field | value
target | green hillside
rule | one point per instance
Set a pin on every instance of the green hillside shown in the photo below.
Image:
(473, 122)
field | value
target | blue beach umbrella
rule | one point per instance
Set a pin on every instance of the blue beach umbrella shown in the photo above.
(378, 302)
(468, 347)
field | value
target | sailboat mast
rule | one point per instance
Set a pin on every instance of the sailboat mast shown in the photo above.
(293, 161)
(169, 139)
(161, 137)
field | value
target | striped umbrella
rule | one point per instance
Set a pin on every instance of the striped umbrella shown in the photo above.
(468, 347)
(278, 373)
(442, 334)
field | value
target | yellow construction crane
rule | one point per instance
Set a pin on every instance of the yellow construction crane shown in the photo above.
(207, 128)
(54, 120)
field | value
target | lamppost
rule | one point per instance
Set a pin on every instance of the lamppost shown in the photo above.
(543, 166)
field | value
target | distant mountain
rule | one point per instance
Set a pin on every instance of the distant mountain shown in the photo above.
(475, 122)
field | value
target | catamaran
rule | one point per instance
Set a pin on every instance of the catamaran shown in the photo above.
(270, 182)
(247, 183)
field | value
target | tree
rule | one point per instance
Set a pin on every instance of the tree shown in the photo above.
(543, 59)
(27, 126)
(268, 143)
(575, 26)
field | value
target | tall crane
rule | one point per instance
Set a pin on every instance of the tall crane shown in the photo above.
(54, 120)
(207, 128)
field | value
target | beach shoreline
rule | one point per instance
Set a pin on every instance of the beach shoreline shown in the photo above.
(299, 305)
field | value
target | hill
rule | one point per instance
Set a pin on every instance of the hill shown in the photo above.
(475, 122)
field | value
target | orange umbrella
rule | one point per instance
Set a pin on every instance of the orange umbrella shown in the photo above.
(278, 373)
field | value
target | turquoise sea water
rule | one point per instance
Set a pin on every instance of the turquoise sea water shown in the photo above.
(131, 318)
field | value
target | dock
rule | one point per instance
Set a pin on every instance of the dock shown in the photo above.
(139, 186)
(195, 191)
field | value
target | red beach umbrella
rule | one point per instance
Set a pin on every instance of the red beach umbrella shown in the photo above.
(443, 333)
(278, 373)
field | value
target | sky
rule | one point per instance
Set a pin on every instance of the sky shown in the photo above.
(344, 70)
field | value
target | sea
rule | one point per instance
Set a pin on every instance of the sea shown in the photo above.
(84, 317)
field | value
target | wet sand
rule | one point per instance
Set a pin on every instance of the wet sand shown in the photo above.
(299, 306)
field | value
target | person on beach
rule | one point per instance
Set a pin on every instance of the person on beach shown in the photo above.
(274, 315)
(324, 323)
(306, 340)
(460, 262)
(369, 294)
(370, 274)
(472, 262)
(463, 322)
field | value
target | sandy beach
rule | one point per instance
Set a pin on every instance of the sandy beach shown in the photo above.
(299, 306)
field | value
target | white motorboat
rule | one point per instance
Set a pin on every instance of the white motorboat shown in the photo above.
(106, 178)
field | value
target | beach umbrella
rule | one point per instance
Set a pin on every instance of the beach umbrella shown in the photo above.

#### TASK
Look through the entries. Copy out each line with "hillside" in it.

#### RESPONSE AREA
target | green hillside
Set a pin on every instance of the green hillside shown in the photo below.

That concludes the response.